**ACTIVITY**. Every line of the data below should be retyped exactly.

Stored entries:
# # # # #

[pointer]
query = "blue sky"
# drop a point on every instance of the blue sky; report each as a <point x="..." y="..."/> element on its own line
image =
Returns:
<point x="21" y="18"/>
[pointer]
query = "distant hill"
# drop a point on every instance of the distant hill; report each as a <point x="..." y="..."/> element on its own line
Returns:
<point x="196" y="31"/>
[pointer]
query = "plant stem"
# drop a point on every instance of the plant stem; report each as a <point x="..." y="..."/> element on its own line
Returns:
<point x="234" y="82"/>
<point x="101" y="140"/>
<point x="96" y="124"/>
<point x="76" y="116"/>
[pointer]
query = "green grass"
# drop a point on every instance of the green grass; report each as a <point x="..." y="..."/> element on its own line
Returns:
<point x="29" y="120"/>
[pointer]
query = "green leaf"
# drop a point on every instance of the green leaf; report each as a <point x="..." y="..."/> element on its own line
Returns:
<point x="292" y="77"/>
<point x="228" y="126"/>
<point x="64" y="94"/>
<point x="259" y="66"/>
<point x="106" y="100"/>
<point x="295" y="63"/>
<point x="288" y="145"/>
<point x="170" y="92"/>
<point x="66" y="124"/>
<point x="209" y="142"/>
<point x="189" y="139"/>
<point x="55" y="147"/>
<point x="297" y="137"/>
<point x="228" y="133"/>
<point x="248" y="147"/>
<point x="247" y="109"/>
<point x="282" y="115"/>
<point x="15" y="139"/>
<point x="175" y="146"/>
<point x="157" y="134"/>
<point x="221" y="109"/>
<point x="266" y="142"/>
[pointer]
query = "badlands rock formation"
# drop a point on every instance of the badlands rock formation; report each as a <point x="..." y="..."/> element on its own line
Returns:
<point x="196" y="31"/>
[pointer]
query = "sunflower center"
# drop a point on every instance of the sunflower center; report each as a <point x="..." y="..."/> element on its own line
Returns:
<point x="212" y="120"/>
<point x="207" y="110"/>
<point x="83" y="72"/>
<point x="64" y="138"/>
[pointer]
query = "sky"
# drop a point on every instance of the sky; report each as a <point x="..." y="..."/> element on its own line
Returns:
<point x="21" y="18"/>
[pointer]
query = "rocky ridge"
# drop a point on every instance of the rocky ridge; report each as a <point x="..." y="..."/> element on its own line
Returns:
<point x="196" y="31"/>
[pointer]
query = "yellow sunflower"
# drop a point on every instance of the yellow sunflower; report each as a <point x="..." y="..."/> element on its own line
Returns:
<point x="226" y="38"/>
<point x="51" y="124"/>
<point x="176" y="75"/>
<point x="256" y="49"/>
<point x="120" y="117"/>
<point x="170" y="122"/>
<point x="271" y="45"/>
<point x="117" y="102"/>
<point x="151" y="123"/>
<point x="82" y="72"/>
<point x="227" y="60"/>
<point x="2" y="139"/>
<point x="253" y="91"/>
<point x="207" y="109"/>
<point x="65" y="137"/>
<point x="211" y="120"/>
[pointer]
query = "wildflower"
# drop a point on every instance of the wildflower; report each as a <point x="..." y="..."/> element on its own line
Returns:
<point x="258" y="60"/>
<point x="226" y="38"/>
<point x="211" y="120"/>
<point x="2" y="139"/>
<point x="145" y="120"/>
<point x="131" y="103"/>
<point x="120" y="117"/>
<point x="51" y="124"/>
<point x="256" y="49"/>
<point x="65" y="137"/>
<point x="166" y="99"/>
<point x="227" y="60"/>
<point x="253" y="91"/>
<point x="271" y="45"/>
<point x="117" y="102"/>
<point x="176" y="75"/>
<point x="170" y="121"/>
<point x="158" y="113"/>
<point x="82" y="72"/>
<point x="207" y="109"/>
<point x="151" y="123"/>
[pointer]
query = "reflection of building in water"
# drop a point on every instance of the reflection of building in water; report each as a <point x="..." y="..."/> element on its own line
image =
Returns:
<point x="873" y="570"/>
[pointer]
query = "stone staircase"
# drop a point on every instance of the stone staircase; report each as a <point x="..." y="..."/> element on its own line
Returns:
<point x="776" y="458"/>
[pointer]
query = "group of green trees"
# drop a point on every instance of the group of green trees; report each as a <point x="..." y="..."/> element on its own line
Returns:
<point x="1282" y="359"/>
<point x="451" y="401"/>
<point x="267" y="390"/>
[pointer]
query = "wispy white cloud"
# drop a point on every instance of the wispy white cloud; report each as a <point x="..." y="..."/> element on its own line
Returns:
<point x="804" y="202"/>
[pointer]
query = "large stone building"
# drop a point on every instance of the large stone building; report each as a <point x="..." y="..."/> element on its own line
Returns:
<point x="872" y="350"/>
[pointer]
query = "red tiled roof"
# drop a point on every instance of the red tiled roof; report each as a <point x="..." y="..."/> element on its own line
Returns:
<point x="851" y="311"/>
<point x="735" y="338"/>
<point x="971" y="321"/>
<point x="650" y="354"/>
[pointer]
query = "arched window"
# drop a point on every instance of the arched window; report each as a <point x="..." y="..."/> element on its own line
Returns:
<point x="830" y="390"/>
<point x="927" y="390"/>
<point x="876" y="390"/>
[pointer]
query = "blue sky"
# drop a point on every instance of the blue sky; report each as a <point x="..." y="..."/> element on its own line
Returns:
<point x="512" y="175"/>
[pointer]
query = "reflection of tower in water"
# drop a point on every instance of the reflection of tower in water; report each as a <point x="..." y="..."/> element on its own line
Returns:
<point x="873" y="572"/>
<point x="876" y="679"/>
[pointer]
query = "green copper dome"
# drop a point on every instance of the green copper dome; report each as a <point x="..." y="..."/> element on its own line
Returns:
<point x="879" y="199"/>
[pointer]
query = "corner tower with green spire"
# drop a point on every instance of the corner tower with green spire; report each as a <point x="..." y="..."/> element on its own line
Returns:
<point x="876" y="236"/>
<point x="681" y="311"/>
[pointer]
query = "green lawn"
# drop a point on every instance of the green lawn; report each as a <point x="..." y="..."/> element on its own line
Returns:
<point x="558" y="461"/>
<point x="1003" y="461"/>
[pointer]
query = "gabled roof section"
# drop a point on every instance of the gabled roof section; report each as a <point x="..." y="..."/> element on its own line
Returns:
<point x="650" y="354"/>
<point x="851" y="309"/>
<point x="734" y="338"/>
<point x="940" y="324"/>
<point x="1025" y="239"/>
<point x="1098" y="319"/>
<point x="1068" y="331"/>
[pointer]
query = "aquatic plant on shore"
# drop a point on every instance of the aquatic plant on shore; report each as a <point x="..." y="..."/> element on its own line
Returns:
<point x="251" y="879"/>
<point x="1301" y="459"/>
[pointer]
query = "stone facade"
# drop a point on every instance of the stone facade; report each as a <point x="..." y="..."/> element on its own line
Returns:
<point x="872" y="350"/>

# # # # #

**OUTPUT BELOW**.
[pointer]
query = "blue sky"
# drop a point on every instance of the blue sky; report each as a <point x="..." y="..."/> element on its own line
image =
Returns:
<point x="21" y="18"/>
[pointer]
query = "distant hill"
# drop a point on every instance of the distant hill; report each as a <point x="..." y="..."/> element on its own line
Returns:
<point x="196" y="31"/>
[pointer]
query = "plant stem"
# drop a point on every instance of the plant stem; report each as a <point x="..." y="..."/> element on its own line
Returns:
<point x="234" y="82"/>
<point x="101" y="140"/>
<point x="96" y="124"/>
<point x="76" y="116"/>
[pointer]
query = "green grass"
# drop a point on every instance of the green grass; report each as a <point x="..." y="..."/> element on its own line
Returns:
<point x="29" y="120"/>
[pointer]
query = "green leaf"
# drop a point on every instance of the green leaf; report each as a <point x="..." y="..."/> element on its own line
Returns:
<point x="292" y="77"/>
<point x="228" y="126"/>
<point x="64" y="94"/>
<point x="259" y="66"/>
<point x="106" y="100"/>
<point x="295" y="63"/>
<point x="288" y="145"/>
<point x="170" y="92"/>
<point x="66" y="124"/>
<point x="209" y="142"/>
<point x="189" y="139"/>
<point x="55" y="147"/>
<point x="297" y="137"/>
<point x="228" y="133"/>
<point x="248" y="147"/>
<point x="247" y="109"/>
<point x="282" y="115"/>
<point x="15" y="139"/>
<point x="175" y="146"/>
<point x="157" y="134"/>
<point x="221" y="109"/>
<point x="266" y="142"/>
[pointer]
query = "badlands rock formation"
# drop a point on every instance of the badlands rock formation; report each as a <point x="..." y="..."/> element on its own line
Returns:
<point x="196" y="31"/>
[pointer]
query = "sunflower center"
# drop a point on every instance of the sunflower center; report each as a <point x="..." y="..."/> element on its own line
Returns:
<point x="212" y="120"/>
<point x="207" y="110"/>
<point x="83" y="72"/>
<point x="64" y="138"/>
[pointer]
query = "sky"
# drop a point on every instance of the sky; report each as a <point x="..." y="..."/> element on its own line
Returns:
<point x="21" y="18"/>
[pointer]
query = "rocky ridge"
# drop a point on every instance of the rocky ridge; report each as a <point x="..." y="..."/> element on its own line
Returns:
<point x="196" y="31"/>
[pointer]
query = "yellow sunflower"
# drop a point on every instance of the yellow sunflower; report each as a <point x="..." y="..."/> element on its own line
Returns:
<point x="226" y="38"/>
<point x="51" y="124"/>
<point x="176" y="75"/>
<point x="256" y="49"/>
<point x="120" y="117"/>
<point x="170" y="122"/>
<point x="271" y="45"/>
<point x="117" y="102"/>
<point x="151" y="123"/>
<point x="82" y="72"/>
<point x="227" y="60"/>
<point x="2" y="139"/>
<point x="253" y="91"/>
<point x="207" y="109"/>
<point x="65" y="137"/>
<point x="211" y="120"/>
[pointer]
query = "wildflower"
# drop a point on every instance of the wildflower; report each as a <point x="..." y="..."/> element on its own line
Returns:
<point x="258" y="60"/>
<point x="226" y="38"/>
<point x="211" y="120"/>
<point x="2" y="139"/>
<point x="145" y="120"/>
<point x="131" y="103"/>
<point x="120" y="117"/>
<point x="51" y="124"/>
<point x="256" y="49"/>
<point x="65" y="137"/>
<point x="166" y="99"/>
<point x="227" y="60"/>
<point x="253" y="91"/>
<point x="271" y="45"/>
<point x="117" y="102"/>
<point x="176" y="75"/>
<point x="170" y="121"/>
<point x="158" y="113"/>
<point x="82" y="72"/>
<point x="207" y="109"/>
<point x="151" y="123"/>
[pointer]
query = "reflection of building in water"
# drop a point on every instance of the reflection of building in water; report each as a <point x="..." y="..."/> element on its own line
image =
Returns:
<point x="873" y="570"/>
[pointer]
query = "stone staircase"
# drop a point on every instance of the stone staircase; report each as a <point x="..." y="..."/> element on its own line
Returns:
<point x="776" y="458"/>
[pointer]
query = "group of green trees"
# drop a point on every instance of the group of green trees; report each as a <point x="..." y="..."/> element on its own line
Returns:
<point x="1282" y="359"/>
<point x="451" y="401"/>
<point x="267" y="390"/>
[pointer]
query = "wispy white cloud"
# drop a point on every instance of the wispy white cloud; report each as a <point x="..." y="..."/> element on its own line
Returns:
<point x="804" y="202"/>
[pointer]
query = "large stone building"
# drop a point on every instance of the large stone building; report each as a <point x="..." y="..."/> element on its own line
Returns:
<point x="872" y="350"/>
[pointer]
query = "red tiled roof"
# drop a point on every instance of the red tiled roof; report each as a <point x="..." y="..."/> element on its own line
Returns:
<point x="851" y="311"/>
<point x="735" y="338"/>
<point x="971" y="321"/>
<point x="650" y="354"/>
[pointer]
query = "arched window"
# drop a point on every instance of the arched window; report each as a <point x="..." y="..."/> element on its own line
Returns:
<point x="830" y="390"/>
<point x="927" y="390"/>
<point x="876" y="390"/>
[pointer]
query = "blue sky"
# drop a point on every instance of the blue sky; report each as a <point x="..." y="..."/> element on its own line
Returns:
<point x="512" y="175"/>
[pointer]
query = "reflection of tower in water"
# drop a point on every instance of the reflection of tower in water; report each as a <point x="..." y="..."/> element on its own line
Returns:
<point x="873" y="572"/>
<point x="876" y="679"/>
[pointer]
query = "green copper dome"
# drop a point on every instance of the green copper dome; report each as a <point x="..." y="..."/> element on its own line
Returns:
<point x="879" y="199"/>
[pointer]
query = "corner tower with green spire"
# drop a point on every instance of the corner tower with green spire; report each as a <point x="..." y="..."/> element on its own line
Returns:
<point x="876" y="236"/>
<point x="681" y="311"/>
[pointer]
query = "green lawn"
# drop a point on every instance of the green lawn; report each as a <point x="..." y="..."/> element on its own line
Returns:
<point x="558" y="461"/>
<point x="1003" y="461"/>
[pointer]
query = "gabled roof section"
# drop a point on every instance of the gabled roof section; report each as a <point x="..." y="..."/> element on its own line
Returns:
<point x="650" y="354"/>
<point x="851" y="309"/>
<point x="734" y="338"/>
<point x="940" y="324"/>
<point x="1025" y="239"/>
<point x="1098" y="319"/>
<point x="1068" y="331"/>
[pointer]
query = "aquatic plant on shore"
# drop a point on every instance of the aquatic plant on shore; report each as a <point x="..." y="..."/> element on its own line
Returns:
<point x="251" y="879"/>
<point x="1301" y="459"/>
[pointer]
query = "stone facade"
# drop a point on every instance of the stone facade; report each as a <point x="..." y="..."/> element on its own line
Returns:
<point x="872" y="350"/>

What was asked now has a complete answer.